___ The input ___

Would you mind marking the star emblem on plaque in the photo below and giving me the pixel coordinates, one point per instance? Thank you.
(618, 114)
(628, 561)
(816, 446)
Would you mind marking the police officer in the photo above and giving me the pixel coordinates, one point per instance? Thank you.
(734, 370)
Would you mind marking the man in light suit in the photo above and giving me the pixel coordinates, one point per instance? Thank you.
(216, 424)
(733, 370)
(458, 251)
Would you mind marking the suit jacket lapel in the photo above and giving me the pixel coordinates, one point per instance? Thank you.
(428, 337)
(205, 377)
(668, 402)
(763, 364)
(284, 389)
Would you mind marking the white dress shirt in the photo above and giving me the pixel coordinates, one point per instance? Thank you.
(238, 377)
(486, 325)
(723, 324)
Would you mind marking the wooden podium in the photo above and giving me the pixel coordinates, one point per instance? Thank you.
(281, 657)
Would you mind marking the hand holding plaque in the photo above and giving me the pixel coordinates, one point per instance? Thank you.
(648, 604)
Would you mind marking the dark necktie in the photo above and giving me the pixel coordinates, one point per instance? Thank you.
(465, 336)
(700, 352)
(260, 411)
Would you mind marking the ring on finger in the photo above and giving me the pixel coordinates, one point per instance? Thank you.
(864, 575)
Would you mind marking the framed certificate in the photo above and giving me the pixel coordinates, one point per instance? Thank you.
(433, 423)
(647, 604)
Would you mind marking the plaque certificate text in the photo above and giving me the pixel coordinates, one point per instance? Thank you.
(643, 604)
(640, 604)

___

Look above for the line containing "Would you mind marking the suit"; copy from it through the last line, exactly, and nothing more.

_Result:_
Would you mind marking the suit jacket lapel in the photo above and giving me the pixel coordinates, one point per instance? Thank you.
(428, 337)
(205, 377)
(668, 402)
(763, 364)
(284, 389)
Would you mind marking the white dress shirt in the photo above and giving me the pixel coordinates, one point per instance? Thank you.
(238, 377)
(486, 325)
(723, 324)
Would you mind marking the wooden podium in the photo above and giving me the pixel coordinates, one point per instance? Thank you.
(281, 657)
Would you mind marking the hand holding plaque in the photo above and giving me the pixel coordinates, one point per instance? Thank you.
(648, 604)
Would you mind marking the dark necktie in the photo above and giving me the pixel coordinates, one point per instance? Thank you.
(465, 336)
(700, 352)
(260, 411)
Would you mind marking the ring on finger in the photo above and giving me the pixel coordinates, one point per instance? Thank you.
(864, 575)
Would you mind marking the framed certificate in the photo above and giving me the pixel coordinates, one point per instance? Thank you.
(433, 423)
(647, 604)
Would you mind marking the plaque certificate text in the photo above and giving me the pixel coordinates, one point per instance? Thank you.
(643, 604)
(640, 604)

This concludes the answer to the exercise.